(Text provided)
^^^^^^^^^^^^^^^^

Language acquisition and communication strategies are in more details discussed in
chapter 1.3.



1.3 Language Learning

     Deaf and hearing people living in the same country do not necessarily have the
same first language. For hearing impaired the spoken language of their country
might differ from their first language and can be second place after sign language.
As sign language does not necessarily follow the same grammatical rules as spoken
language of that particular country, it means that the deaf person has to acquire two
languages (spoken language of their country and sign language) in the same time.
To use an example of hearing person, it means that he or she would have to acquire
Czech language as a mother tongue and English language as to be able to
communicate with the majority of the people around. In other words, a deaf person


                                                                                   10
who uses auditory language in any form (spoken, written) and sign language in the
same time is bilingual.
     Before we look at the differences between sign and spoken language, we
should focus on another communicational strategy and it is lip-reading. Lip-reading
is in fact the combination of lip pattern, facial expression and body language and is
not 100% accurate as generally thought. According to Bauman, only 30-35% of
spoken English is lip-readable. Also accents and dialects can lower the chance to
lip-read the speech and if we also consider the misunderstanding caused by the fact
that lips looking the same can produce different sound we come to the conclusion
that lip-reading is more guessing than accurate communicational strategy (Mole,
McColl and Vale 16). The conclusion confirms the idea of using more methods of
communication as mentioned above.
     Before speaking about another communicational strategy - sign language - it is
useful to define language as such. The language: “may refer either to the specifically
human capacity for acquiring and using complex systems of communication or to a
specific instance of such a system of complex communication” (“Language”). It is
also important to know that sign language has its own grammar and syntax and has
developed, as well as any other spoken language, during the period of time into
separate languages. The following citation clearly expresses the meaning. Sign
languages: “are not collections of gestures nor do they mirror their spoken language
equivalents; they are fully functioning languages in their own right”, moreover,
“Most sign languages are not grammatically linked in any way to their national
spoken language” (Mole, McColl and Vale 17). Every single country has it’s own
spoken as well as sign language and also dialects can be found in both types of
languages.
     The link between spoken language and sign language can be seen in the finger
spelling. Sign languages differ through out the countries (e.g. American Sign
Language, Czech Sign Language) and the finger spelling follows the same rule
which means that there are used different systems of finger spelling in different
countries. However, in general we can distinguish two groups namely one-handed,
for example used in Poland and two handed, for example used in Turkey. The
function of finger spelling is among the others to emphasis some part of the speech
or to finger spell the spoken word which has not an equivalent in the sign language.

^^^^^^^^^^^^^^^^

(Problem a) Count the lines of the rows that contain the string "windshield", treating case as significant, and give only that number.
The text and the rows come from unrelated sources.

^^^^^^^^^^^^^^^^

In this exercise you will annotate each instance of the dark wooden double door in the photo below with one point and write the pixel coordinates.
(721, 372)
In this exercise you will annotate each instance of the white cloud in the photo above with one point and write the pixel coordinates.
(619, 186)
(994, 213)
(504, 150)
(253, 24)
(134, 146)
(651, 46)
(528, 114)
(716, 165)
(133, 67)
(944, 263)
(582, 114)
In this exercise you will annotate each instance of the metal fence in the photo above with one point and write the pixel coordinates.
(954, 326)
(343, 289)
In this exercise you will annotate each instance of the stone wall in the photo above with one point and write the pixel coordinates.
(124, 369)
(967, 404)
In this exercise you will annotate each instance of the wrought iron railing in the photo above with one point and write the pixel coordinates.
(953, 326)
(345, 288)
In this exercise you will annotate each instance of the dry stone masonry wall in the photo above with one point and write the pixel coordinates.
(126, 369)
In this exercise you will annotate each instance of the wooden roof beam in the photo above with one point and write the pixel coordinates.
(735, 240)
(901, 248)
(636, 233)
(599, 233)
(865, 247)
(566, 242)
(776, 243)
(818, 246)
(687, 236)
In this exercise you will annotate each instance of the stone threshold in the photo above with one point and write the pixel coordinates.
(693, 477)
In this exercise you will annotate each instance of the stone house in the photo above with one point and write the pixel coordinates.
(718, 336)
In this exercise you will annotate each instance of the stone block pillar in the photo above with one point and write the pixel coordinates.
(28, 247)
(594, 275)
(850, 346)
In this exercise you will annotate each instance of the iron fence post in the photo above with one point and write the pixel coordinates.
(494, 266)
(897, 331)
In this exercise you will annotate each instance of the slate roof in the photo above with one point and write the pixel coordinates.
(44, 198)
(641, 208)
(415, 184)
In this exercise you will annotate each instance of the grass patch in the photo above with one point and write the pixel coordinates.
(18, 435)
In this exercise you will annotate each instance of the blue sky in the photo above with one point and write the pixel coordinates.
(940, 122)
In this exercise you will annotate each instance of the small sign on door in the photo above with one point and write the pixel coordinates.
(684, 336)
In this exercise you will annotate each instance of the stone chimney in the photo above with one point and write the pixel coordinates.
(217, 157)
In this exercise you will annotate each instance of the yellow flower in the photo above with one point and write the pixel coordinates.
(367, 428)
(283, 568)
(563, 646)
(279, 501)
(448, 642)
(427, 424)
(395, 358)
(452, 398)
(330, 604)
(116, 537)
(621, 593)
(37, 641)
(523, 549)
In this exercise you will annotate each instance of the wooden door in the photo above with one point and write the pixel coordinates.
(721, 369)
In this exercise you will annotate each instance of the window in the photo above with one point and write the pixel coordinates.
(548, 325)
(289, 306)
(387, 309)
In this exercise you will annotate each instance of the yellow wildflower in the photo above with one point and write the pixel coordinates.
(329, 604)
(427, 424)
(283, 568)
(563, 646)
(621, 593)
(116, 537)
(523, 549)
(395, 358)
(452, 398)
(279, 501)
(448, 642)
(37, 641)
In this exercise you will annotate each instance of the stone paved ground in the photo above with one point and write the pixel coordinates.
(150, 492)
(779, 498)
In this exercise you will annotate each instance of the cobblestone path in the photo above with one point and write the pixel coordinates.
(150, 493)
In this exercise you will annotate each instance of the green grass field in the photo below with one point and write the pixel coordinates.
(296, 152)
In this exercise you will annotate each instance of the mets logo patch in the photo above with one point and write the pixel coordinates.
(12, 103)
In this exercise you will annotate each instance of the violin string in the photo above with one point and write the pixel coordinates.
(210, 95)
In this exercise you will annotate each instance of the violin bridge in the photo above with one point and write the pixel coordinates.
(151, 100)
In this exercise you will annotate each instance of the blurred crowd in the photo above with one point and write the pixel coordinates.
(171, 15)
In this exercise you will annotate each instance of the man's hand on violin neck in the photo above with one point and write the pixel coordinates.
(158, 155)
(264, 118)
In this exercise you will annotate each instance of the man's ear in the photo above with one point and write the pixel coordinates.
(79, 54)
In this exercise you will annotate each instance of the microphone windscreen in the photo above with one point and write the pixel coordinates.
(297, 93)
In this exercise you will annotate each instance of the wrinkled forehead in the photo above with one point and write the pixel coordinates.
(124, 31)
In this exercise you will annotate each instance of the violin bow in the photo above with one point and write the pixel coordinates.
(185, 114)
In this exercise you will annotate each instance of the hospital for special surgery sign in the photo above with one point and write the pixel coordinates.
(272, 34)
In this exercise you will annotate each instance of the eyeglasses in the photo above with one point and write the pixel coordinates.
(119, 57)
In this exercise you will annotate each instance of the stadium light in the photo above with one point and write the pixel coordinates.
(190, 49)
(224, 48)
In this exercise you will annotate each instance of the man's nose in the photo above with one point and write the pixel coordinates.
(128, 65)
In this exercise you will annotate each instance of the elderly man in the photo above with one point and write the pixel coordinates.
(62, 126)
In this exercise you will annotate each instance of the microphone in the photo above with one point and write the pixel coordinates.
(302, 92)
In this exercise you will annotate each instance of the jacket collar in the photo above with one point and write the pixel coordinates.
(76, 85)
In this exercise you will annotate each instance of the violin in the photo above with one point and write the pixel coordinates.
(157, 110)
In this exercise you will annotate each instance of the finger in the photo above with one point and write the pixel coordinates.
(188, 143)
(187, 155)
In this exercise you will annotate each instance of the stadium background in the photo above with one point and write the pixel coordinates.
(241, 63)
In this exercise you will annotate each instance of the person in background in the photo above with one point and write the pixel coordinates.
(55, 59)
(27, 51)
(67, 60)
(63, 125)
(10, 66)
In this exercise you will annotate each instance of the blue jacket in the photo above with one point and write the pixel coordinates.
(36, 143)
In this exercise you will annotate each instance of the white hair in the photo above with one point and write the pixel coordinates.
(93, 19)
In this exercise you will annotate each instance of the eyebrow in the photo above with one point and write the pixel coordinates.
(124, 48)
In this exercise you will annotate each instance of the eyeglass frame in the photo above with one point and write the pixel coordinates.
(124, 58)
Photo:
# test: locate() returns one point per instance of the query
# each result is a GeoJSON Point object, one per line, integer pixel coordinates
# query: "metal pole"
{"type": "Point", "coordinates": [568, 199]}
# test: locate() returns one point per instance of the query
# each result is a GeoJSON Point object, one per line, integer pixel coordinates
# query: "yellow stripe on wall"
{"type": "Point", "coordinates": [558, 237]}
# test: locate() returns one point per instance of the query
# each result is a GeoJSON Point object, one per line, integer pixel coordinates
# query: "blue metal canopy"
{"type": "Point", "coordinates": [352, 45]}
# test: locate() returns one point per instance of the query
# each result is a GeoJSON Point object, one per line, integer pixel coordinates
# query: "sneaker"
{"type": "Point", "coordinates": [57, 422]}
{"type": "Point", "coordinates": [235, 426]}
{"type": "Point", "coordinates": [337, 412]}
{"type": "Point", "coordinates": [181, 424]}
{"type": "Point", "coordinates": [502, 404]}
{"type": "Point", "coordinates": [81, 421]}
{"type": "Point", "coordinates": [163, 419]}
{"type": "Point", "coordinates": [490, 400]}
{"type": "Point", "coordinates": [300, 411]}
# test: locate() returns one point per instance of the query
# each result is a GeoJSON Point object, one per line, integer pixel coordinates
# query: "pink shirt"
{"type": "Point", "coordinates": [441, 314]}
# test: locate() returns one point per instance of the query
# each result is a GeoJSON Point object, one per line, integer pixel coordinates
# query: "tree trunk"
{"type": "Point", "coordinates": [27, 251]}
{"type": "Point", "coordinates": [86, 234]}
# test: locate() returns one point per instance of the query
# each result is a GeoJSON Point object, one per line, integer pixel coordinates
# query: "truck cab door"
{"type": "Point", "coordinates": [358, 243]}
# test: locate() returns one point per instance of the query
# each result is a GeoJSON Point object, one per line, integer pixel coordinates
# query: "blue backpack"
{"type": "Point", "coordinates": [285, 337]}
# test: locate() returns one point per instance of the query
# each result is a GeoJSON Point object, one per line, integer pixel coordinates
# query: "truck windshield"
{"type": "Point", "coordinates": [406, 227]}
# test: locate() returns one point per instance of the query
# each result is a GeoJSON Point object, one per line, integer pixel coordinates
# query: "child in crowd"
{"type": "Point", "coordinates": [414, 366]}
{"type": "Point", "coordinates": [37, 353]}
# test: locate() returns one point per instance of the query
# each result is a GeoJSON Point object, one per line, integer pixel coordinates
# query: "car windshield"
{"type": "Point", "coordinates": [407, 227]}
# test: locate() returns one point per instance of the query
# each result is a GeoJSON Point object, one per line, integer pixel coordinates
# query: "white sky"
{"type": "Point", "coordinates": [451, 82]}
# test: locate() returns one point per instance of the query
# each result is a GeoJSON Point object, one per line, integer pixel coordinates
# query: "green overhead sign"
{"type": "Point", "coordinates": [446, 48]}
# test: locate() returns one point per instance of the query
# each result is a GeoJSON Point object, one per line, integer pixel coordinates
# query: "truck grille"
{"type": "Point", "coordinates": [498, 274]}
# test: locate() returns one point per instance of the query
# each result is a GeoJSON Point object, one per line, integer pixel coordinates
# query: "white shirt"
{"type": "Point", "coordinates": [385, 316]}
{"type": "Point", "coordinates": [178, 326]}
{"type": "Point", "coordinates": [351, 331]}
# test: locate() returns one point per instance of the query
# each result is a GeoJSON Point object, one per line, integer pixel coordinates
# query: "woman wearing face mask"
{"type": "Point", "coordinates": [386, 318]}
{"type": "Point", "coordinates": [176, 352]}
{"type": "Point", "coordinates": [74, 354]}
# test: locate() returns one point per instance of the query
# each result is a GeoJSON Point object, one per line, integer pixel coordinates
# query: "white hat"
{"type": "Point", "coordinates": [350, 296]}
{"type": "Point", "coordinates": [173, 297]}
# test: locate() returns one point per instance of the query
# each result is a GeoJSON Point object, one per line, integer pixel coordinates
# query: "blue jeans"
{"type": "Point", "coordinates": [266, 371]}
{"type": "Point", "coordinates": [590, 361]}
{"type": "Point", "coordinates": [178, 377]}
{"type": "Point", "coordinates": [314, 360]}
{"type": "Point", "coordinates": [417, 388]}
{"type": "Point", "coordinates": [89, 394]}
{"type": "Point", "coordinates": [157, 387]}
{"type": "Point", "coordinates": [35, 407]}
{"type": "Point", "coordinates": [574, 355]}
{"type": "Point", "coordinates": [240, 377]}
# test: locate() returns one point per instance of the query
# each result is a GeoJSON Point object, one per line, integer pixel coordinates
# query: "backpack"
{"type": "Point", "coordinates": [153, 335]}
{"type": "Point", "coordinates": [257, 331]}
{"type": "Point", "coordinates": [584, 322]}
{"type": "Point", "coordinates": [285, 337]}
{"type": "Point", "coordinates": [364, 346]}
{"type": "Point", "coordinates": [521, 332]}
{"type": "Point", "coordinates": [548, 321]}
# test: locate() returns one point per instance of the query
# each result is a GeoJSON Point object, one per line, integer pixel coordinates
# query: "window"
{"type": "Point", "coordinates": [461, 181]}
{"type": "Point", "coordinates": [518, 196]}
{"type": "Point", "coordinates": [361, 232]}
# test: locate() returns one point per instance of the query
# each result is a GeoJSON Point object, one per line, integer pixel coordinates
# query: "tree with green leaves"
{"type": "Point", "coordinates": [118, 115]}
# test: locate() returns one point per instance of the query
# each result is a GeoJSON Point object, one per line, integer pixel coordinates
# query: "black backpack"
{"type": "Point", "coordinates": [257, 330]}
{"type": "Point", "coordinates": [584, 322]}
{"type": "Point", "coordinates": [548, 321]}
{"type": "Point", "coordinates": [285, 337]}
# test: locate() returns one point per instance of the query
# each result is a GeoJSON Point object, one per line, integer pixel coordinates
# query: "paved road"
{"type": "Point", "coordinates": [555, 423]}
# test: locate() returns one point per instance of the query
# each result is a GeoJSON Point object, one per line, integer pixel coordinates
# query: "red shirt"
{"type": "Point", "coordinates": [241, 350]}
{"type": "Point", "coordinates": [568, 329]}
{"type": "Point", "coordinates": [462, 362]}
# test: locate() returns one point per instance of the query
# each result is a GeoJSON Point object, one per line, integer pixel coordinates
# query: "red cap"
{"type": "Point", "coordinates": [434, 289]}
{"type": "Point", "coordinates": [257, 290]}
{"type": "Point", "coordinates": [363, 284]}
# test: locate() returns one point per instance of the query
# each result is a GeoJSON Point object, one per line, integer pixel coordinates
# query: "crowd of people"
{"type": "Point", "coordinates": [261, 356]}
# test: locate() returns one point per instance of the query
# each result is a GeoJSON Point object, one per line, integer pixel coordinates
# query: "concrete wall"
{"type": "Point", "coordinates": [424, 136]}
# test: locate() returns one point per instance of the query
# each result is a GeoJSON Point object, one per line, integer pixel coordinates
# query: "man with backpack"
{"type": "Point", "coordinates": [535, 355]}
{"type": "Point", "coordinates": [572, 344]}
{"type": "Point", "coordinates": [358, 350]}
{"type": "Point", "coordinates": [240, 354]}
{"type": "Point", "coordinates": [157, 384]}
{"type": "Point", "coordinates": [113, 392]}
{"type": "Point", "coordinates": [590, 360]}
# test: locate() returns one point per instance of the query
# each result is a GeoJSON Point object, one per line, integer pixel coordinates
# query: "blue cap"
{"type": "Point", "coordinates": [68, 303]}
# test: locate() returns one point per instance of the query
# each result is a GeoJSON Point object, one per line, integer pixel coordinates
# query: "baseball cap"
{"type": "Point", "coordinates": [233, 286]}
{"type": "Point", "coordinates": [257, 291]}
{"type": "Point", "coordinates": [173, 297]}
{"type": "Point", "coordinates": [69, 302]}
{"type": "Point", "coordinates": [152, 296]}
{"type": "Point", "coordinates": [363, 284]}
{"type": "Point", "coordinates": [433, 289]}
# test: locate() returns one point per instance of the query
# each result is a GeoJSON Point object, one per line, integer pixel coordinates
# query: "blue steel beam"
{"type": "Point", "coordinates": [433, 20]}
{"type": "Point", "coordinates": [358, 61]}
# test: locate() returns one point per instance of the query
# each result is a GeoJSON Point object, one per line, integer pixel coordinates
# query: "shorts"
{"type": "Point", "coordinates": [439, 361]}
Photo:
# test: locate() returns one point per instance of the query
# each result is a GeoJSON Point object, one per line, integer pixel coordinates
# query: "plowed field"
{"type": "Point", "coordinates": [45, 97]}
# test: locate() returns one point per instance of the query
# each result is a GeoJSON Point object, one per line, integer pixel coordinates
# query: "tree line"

^^^^^^^^^^^^^^^^

(Problem b) In the language learning text, swap "first language" for "native language" and write out everything from "1.3 Language Learning" down to "after sign language.".

(Right answer a) 2

(Right answer b)
1.3 Language Learning

     Deaf and hearing people living in the same country do not necessarily have the
same native language. For hearing impaired the spoken language of their country
might differ from their native language and can be second place after sign language.